WORK REQUIRED:
In the lines below, replace every "right hand" with "left hand" and change nothing else. Leave the pictures out of the rewritten lines.

= = =

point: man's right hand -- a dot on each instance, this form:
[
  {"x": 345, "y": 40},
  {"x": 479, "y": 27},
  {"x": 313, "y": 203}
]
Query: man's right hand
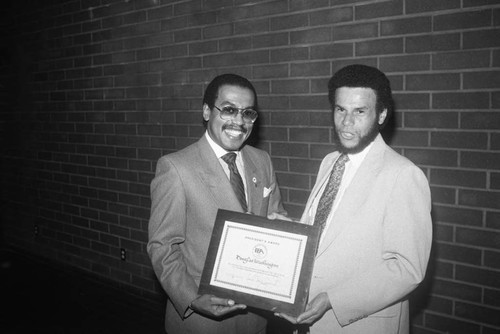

= = =

FINAL RESULT:
point: man's left hand -- a dot on each instance, this form:
[
  {"x": 345, "y": 40},
  {"x": 479, "y": 27},
  {"x": 313, "y": 203}
]
Query: man's left hand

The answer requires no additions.